## Directions for this task
Your task is to write out exactly the lines from the line containing "of the grandstand" through the end of the records, inclusive at both ends.

## Raw records
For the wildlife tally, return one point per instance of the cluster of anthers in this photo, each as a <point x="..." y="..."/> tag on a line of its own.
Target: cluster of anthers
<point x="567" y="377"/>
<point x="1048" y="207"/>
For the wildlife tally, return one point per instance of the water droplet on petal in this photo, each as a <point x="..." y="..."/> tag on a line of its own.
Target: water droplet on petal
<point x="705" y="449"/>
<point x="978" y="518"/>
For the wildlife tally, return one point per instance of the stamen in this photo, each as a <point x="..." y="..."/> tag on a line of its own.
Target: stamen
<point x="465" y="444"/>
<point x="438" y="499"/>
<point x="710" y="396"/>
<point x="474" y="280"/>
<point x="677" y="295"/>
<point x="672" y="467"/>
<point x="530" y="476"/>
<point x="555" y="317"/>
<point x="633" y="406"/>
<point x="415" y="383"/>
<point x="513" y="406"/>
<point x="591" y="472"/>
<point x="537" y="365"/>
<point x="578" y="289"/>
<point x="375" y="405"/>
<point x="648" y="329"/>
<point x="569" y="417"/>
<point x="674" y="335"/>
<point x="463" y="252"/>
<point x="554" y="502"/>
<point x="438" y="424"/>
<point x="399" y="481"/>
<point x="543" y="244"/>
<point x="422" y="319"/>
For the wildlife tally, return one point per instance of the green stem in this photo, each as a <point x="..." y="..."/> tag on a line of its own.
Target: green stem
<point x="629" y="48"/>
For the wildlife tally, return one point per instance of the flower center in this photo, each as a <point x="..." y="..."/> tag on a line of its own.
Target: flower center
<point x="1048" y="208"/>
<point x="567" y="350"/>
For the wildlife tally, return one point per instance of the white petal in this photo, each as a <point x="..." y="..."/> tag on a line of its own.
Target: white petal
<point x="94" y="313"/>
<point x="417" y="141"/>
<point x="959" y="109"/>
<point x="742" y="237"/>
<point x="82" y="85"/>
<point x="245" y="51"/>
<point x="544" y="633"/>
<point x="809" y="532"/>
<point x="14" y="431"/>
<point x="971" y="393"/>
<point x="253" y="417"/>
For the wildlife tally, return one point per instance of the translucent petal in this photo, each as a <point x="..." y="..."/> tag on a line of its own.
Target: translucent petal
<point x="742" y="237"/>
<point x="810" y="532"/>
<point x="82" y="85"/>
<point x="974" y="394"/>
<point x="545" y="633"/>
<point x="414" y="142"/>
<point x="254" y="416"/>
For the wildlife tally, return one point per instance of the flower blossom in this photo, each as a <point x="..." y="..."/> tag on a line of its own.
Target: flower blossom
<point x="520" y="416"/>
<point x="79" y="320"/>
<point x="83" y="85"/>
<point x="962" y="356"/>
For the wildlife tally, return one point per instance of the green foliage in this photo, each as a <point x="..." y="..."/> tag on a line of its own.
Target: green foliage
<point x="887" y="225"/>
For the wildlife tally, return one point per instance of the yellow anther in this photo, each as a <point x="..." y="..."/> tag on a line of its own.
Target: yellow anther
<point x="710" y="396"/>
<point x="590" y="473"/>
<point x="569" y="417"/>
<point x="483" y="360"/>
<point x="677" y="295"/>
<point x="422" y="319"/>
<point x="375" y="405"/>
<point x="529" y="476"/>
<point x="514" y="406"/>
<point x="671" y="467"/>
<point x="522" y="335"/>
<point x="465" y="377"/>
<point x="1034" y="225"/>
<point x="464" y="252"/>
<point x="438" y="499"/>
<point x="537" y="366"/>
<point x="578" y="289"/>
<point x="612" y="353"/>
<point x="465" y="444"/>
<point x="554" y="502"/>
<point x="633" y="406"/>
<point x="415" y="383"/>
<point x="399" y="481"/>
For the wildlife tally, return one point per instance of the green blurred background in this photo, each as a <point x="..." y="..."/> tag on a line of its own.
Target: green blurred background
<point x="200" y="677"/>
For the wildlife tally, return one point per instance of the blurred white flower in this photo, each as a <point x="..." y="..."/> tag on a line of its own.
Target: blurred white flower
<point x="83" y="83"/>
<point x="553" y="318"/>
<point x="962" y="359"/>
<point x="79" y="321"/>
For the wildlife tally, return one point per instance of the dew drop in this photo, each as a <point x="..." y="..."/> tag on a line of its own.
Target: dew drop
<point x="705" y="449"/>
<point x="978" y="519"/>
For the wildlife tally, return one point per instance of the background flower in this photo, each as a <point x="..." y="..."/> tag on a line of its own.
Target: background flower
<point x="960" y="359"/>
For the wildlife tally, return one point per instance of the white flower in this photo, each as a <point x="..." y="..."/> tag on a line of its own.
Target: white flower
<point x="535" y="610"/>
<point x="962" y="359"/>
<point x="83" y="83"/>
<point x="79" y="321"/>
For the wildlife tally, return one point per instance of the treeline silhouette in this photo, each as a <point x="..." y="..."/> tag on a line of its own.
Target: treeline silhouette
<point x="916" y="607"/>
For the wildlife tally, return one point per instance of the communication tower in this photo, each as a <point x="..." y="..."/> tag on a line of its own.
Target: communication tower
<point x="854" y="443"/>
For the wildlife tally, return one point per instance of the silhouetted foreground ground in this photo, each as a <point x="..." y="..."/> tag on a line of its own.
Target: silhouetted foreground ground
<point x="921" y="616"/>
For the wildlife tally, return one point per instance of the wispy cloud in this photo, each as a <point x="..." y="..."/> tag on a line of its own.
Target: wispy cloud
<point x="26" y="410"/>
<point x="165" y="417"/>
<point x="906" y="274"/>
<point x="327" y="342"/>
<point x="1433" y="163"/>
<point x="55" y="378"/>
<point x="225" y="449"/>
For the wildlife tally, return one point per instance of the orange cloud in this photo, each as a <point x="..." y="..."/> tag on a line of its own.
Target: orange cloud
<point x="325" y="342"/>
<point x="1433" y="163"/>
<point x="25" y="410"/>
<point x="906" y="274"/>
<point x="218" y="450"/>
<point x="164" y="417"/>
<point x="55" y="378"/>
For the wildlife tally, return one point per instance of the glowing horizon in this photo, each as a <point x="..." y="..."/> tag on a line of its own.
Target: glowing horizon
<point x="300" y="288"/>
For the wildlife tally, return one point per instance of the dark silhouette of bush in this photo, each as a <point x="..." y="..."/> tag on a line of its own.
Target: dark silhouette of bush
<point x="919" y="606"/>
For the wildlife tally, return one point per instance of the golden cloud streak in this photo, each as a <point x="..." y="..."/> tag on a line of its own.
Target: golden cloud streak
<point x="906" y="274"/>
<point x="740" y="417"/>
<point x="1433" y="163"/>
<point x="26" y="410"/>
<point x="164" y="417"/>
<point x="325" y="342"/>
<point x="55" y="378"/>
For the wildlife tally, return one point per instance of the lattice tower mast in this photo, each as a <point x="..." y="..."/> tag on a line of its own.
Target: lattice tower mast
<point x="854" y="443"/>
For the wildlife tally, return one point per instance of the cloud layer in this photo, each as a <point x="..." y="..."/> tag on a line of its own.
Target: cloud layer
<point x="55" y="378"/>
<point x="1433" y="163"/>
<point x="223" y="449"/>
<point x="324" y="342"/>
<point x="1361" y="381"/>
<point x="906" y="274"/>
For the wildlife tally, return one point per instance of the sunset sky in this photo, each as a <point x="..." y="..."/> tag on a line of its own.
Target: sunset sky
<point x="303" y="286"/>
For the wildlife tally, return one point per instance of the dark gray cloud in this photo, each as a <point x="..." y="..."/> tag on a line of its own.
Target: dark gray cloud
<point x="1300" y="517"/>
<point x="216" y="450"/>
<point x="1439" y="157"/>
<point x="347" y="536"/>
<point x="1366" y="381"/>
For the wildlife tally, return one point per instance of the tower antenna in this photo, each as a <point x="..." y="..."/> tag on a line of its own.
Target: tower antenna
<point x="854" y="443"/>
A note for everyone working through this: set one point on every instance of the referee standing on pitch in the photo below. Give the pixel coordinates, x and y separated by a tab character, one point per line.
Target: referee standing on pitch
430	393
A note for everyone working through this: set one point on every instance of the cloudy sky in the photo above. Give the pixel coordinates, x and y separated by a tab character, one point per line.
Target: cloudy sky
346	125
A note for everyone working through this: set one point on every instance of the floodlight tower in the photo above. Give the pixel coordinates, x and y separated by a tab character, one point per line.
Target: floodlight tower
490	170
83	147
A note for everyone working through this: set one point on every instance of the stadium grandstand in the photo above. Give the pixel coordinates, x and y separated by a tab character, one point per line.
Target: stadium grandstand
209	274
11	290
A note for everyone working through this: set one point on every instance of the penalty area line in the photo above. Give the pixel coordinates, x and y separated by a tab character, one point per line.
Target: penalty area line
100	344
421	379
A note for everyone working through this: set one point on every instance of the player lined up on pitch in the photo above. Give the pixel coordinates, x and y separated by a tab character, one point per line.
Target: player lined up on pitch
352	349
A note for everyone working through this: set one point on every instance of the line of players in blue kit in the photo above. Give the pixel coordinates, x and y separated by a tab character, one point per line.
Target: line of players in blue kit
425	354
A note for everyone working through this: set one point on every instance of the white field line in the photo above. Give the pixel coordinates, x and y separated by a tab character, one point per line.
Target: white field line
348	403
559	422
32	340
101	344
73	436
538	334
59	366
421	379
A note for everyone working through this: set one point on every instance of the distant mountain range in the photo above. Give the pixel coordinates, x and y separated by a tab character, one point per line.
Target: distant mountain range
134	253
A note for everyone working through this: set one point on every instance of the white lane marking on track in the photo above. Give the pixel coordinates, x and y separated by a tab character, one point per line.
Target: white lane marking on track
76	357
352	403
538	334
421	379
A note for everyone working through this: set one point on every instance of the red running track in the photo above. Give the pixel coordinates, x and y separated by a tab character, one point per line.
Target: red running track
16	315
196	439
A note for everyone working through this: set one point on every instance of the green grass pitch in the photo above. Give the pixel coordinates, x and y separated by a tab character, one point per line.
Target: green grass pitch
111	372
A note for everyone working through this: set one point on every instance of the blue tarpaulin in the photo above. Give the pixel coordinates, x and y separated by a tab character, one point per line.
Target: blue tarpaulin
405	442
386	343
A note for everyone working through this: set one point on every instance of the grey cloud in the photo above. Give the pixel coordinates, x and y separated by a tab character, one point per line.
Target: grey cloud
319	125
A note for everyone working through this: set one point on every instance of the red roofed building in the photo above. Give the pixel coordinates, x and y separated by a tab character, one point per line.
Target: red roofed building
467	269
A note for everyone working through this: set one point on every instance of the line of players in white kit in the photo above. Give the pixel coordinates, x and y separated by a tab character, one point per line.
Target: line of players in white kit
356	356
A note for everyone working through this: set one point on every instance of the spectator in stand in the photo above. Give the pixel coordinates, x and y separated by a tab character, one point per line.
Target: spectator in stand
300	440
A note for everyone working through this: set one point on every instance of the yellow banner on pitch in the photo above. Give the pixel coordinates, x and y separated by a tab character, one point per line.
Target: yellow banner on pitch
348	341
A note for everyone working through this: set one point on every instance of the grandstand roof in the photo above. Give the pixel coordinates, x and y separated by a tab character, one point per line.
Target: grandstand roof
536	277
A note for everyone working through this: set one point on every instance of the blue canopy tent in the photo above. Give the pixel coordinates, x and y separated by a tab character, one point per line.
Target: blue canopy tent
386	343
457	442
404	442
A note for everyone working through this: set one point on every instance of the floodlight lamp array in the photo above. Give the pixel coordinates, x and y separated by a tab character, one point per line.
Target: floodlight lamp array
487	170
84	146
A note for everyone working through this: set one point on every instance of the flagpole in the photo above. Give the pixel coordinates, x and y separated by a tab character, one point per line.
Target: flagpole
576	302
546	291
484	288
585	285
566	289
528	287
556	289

## In response
A note for everyone working through this: set one point on every instance of the grandstand roof in the photo above. Give the pixel coordinates, x and y separated by a tab character, one point per line.
Target: grandstand roof
536	277
A note for everyone working through this: set one point on every instance of the blue canopy tent in the photo above. Give the pixel coordinates, x and y separated by a tab character, one point per line.
Target: blue canopy tent
386	343
457	442
404	442
A note for everyone working through this: set one point on every instance of the floodlight lamp array in the photo above. Give the pixel coordinates, x and y separated by a tab character, one point per line.
Target: floodlight lamp array
487	170
84	146
A note for everyone working through this: set one point on every instance of the flagpole in the photo above. Give the pixel coordinates, x and y separated by a tab character, one point per line.
Target: flagpole
576	302
546	291
484	288
585	285
566	289
528	287
556	289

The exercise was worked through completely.